- [Goal of the exercise]:
Pick out each line in the records below that contains the string "query", and copy those lines. Case matters.

- [Given entries]:
* * * * *

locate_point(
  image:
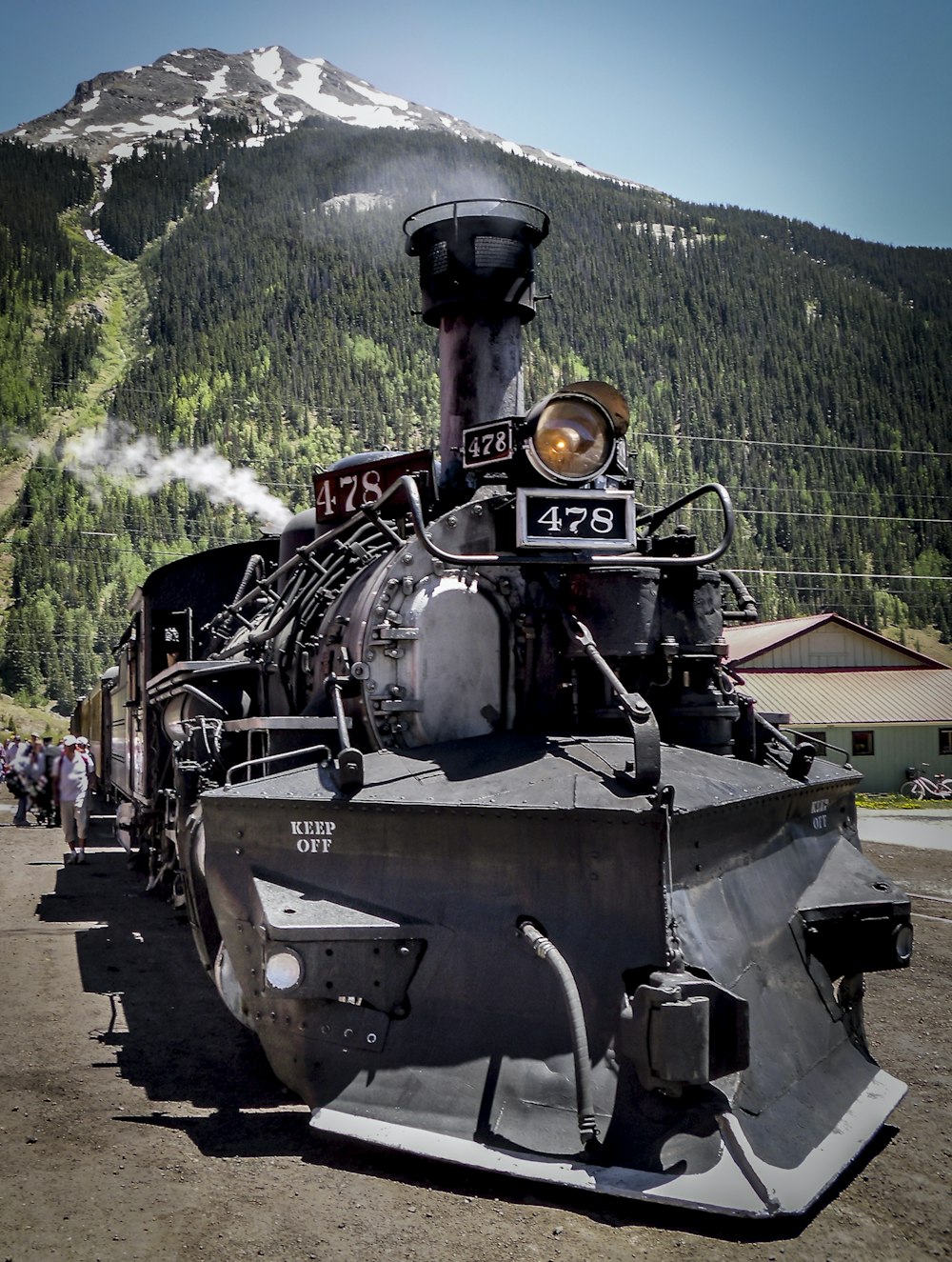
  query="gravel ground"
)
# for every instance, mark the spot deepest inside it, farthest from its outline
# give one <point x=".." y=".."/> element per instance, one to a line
<point x="138" y="1119"/>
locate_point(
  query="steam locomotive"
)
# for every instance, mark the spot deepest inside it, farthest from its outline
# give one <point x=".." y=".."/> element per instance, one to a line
<point x="473" y="827"/>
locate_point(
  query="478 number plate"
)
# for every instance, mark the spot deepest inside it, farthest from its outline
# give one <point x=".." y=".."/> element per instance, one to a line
<point x="601" y="520"/>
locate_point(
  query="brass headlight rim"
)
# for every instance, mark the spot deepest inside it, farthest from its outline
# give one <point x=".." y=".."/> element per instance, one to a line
<point x="595" y="409"/>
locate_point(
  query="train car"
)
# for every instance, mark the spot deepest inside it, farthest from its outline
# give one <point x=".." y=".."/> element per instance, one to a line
<point x="474" y="830"/>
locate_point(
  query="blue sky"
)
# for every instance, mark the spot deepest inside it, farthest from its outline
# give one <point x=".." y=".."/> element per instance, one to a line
<point x="835" y="111"/>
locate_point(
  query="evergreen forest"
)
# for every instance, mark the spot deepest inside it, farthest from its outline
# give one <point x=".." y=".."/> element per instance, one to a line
<point x="231" y="295"/>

* * * * *

- [The solution]:
  query="gravel ground"
  query="steam locomotive"
  query="478 number plate"
  query="brass headlight rim"
  query="train car"
  query="blue sky"
  query="evergreen forest"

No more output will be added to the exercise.